**What needs to be done:**
Reproduce word for word the line that contains "with sunglasses, place" and every line after it to the end of the records, with nothing else added.

------ Extracted data

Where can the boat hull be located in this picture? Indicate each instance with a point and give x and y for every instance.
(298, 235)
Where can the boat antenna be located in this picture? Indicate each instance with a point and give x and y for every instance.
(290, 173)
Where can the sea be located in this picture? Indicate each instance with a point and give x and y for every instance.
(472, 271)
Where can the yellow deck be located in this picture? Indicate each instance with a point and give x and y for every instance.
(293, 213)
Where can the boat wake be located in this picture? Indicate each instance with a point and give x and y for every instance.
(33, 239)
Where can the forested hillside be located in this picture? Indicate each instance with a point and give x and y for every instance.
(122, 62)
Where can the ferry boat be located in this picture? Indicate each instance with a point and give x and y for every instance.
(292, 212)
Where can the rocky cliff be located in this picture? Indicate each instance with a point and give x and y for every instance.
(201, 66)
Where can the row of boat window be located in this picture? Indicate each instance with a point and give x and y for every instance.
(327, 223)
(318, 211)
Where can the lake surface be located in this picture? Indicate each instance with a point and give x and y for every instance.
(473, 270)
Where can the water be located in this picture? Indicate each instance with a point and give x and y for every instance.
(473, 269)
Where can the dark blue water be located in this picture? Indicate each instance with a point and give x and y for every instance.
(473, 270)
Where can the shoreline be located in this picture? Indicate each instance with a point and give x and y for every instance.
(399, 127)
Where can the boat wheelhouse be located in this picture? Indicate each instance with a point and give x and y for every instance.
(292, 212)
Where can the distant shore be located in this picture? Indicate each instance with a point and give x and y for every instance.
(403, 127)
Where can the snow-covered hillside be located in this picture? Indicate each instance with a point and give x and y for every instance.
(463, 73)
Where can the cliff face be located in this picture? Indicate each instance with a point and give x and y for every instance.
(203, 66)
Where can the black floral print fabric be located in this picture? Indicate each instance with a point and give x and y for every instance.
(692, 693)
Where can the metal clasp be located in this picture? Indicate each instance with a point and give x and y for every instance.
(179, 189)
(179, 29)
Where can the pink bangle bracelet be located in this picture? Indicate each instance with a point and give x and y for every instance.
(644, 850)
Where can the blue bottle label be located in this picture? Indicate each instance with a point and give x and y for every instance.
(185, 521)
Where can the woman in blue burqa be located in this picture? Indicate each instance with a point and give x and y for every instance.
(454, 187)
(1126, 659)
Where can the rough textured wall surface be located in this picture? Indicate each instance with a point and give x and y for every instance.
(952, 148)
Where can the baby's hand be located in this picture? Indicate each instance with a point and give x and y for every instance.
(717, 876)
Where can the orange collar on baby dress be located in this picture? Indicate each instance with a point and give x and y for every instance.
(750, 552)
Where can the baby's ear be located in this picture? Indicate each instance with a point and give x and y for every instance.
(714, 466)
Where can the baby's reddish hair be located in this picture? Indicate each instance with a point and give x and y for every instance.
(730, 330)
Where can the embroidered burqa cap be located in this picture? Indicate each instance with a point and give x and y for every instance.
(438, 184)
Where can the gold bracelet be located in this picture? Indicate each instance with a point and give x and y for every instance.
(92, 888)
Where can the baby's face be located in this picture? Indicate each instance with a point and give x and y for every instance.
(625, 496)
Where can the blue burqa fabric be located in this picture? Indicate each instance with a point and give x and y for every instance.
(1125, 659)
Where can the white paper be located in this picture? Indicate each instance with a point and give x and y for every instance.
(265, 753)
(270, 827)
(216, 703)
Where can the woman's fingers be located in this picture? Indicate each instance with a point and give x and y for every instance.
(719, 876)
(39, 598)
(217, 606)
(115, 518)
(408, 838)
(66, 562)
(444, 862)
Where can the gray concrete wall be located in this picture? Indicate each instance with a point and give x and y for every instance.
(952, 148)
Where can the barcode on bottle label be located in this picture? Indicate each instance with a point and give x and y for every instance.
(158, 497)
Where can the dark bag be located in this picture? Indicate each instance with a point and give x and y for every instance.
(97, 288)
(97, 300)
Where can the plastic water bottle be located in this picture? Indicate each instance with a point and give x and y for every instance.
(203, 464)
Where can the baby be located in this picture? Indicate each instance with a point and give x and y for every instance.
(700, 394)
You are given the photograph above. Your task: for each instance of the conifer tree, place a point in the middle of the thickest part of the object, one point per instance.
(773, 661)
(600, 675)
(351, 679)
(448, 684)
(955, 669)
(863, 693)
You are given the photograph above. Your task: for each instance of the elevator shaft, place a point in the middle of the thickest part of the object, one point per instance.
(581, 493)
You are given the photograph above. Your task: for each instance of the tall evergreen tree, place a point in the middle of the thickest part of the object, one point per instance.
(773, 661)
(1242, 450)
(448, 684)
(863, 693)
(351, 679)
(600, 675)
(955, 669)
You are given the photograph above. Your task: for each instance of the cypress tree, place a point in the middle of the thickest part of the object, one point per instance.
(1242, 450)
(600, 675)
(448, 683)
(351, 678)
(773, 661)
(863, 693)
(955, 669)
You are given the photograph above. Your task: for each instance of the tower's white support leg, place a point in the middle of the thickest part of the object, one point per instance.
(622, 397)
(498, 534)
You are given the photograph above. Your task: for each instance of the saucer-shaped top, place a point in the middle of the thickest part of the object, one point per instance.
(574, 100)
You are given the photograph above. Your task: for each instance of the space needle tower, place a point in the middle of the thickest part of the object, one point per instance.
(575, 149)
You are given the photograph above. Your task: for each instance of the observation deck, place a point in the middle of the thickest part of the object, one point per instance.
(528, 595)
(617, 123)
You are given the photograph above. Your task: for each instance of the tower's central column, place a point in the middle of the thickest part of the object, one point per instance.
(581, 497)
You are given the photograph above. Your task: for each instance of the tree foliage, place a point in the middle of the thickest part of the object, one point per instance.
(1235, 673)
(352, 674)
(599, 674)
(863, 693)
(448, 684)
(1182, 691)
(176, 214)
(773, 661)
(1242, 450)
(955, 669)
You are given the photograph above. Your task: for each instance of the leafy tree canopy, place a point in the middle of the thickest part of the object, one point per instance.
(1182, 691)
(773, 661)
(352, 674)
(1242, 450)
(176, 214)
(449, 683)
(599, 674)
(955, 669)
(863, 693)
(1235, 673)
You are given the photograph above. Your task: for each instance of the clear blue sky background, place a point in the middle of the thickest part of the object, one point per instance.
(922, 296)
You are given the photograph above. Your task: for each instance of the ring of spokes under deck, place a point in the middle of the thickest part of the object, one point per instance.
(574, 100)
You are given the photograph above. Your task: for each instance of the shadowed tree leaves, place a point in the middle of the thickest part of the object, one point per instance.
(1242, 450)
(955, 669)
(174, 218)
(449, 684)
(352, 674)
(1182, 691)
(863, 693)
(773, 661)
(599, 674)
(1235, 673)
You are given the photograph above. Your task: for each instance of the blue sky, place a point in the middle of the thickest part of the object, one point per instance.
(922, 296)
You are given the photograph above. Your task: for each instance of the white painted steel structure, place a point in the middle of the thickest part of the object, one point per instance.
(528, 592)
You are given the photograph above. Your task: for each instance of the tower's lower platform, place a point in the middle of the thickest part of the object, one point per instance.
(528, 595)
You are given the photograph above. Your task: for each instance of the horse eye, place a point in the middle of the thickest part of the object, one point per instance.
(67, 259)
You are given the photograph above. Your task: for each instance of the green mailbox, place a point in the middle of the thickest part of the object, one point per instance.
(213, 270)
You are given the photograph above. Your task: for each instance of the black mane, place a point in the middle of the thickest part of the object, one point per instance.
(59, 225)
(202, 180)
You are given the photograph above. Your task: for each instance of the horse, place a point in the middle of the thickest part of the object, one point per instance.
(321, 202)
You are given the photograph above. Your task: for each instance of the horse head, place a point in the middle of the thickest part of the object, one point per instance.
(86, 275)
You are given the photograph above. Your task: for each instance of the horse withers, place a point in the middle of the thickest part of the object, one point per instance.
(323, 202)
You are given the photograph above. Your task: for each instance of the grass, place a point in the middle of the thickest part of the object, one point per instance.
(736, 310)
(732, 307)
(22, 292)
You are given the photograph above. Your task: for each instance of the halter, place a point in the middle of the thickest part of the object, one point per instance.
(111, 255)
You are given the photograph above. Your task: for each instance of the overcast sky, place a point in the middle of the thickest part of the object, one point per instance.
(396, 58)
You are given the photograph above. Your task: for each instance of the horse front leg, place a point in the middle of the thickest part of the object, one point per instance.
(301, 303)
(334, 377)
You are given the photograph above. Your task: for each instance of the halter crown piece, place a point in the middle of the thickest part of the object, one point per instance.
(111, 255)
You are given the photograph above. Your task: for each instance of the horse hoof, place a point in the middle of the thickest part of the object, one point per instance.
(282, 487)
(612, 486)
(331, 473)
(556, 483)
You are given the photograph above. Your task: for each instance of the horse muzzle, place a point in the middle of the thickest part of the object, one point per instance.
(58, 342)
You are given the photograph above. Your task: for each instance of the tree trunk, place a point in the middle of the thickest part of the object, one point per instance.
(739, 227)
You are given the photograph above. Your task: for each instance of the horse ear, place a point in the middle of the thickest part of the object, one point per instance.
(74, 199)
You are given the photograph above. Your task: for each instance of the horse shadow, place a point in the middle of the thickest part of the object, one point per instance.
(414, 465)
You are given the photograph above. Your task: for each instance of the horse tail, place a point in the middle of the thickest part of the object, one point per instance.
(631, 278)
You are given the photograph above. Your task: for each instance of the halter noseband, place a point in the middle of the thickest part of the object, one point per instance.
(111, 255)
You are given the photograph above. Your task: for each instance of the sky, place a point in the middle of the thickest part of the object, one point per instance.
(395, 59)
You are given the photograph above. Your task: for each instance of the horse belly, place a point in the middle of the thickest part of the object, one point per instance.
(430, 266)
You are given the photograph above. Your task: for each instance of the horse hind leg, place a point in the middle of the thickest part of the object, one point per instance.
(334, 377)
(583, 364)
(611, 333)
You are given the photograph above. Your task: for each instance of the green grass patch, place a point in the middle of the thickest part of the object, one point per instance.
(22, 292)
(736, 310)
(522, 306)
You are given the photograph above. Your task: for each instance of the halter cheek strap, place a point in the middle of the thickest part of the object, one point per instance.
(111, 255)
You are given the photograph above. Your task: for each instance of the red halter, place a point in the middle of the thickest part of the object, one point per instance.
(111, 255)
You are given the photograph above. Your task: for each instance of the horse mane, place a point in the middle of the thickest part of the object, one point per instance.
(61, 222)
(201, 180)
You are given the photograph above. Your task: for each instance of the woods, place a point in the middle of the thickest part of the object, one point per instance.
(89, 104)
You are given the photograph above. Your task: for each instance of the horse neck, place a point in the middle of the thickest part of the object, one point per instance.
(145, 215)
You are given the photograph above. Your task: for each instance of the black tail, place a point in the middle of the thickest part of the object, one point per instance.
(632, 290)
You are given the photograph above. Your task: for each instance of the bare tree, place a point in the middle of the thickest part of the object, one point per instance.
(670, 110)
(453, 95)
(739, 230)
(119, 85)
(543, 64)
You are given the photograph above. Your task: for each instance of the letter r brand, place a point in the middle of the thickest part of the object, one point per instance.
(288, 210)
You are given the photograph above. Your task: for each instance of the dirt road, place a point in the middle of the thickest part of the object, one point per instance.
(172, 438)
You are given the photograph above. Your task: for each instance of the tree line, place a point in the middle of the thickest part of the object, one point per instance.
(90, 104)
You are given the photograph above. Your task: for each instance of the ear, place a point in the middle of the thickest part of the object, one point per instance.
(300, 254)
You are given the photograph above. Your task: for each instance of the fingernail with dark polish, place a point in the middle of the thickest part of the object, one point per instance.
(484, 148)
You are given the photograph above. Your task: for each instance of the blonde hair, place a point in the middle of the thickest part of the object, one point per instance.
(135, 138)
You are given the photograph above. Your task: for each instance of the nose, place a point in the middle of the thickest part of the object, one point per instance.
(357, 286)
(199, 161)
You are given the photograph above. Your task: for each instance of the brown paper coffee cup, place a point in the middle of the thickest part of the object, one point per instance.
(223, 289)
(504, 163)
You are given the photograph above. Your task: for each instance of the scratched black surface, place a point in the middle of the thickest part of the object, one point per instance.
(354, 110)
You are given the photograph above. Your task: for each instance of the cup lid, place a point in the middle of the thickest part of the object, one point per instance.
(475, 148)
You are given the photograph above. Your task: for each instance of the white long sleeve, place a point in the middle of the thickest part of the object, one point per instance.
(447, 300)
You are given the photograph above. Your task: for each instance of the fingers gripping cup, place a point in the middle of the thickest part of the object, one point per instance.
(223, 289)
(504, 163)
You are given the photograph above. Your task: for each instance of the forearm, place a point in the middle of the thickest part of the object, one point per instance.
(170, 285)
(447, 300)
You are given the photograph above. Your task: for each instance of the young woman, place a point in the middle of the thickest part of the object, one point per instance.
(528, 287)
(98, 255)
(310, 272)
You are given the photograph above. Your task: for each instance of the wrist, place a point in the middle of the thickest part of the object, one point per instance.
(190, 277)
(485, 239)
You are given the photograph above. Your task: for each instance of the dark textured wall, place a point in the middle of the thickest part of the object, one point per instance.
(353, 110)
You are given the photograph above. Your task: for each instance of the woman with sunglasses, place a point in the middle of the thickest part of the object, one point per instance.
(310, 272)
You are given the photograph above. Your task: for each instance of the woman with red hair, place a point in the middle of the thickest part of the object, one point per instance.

------------

**Reply to the exercise:**
You are given the photograph above. Your task: for each instance of the woman with sunglasses, place a point in the middle of the thickest part of the object, one point per instance.
(310, 272)
You are given the photograph above. Your task: for each instance of the woman with red hair, place a point in the middle of the thickest part of the object, one point per instance.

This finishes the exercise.